**Do this:** Collect every line in the rows below that contains the word "reflecting".

**Recorded data:**
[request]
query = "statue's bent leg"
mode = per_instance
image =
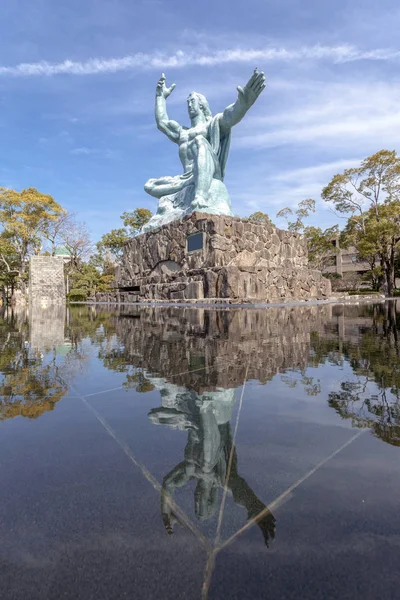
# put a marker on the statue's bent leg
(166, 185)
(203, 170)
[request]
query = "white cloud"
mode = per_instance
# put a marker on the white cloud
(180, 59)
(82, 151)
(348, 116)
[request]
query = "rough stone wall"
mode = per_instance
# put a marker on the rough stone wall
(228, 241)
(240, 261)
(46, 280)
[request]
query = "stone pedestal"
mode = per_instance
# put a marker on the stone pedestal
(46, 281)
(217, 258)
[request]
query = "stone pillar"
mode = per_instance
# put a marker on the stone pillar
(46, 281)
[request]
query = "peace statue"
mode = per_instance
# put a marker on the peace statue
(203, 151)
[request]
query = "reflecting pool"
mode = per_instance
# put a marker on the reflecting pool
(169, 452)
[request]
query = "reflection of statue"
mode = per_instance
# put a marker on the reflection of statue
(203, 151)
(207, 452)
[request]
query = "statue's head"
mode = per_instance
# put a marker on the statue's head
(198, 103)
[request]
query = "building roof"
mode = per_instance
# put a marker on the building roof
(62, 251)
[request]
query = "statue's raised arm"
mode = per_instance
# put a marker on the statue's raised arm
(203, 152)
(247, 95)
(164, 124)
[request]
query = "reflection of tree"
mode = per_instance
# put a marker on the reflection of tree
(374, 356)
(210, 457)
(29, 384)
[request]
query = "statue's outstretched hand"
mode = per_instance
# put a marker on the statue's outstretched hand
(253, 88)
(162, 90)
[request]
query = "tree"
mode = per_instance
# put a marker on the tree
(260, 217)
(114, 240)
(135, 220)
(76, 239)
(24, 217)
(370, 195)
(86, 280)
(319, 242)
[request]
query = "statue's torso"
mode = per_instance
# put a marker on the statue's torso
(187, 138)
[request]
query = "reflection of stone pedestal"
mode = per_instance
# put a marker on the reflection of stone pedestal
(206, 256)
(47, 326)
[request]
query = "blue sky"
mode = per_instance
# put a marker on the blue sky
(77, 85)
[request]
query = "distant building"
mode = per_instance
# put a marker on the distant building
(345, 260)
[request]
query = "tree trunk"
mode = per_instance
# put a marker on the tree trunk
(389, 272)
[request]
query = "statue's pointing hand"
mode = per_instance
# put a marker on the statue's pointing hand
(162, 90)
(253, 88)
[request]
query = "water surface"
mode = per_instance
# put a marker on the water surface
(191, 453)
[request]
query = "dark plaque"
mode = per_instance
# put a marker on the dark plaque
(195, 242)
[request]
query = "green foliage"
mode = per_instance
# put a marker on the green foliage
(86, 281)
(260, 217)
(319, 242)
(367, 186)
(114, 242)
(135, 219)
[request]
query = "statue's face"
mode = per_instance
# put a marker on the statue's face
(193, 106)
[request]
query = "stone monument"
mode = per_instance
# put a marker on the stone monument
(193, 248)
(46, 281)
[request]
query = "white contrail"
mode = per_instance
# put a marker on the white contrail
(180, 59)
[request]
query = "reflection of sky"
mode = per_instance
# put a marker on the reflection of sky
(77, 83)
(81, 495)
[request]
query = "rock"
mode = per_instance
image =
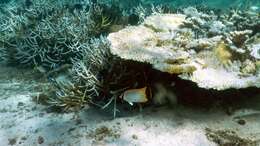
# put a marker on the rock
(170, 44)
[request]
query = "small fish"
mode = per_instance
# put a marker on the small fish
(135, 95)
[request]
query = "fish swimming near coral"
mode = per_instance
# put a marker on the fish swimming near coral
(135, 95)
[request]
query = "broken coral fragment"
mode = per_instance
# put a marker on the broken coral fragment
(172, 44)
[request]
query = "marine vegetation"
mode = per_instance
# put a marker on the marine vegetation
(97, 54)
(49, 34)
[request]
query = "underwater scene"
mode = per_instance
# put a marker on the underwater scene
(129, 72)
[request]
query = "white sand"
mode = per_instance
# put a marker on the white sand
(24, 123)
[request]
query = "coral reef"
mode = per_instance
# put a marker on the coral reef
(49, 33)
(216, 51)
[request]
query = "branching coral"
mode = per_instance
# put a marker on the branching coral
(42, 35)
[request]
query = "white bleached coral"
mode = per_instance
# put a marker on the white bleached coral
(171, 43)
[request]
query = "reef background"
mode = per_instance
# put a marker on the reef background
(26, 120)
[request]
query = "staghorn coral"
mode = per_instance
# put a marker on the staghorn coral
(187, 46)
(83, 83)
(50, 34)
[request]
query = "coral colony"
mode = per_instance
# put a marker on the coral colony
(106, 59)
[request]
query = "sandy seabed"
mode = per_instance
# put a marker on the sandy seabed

**Response to this exercise:**
query = "reflecting pool"
# put a marker on the reflecting pool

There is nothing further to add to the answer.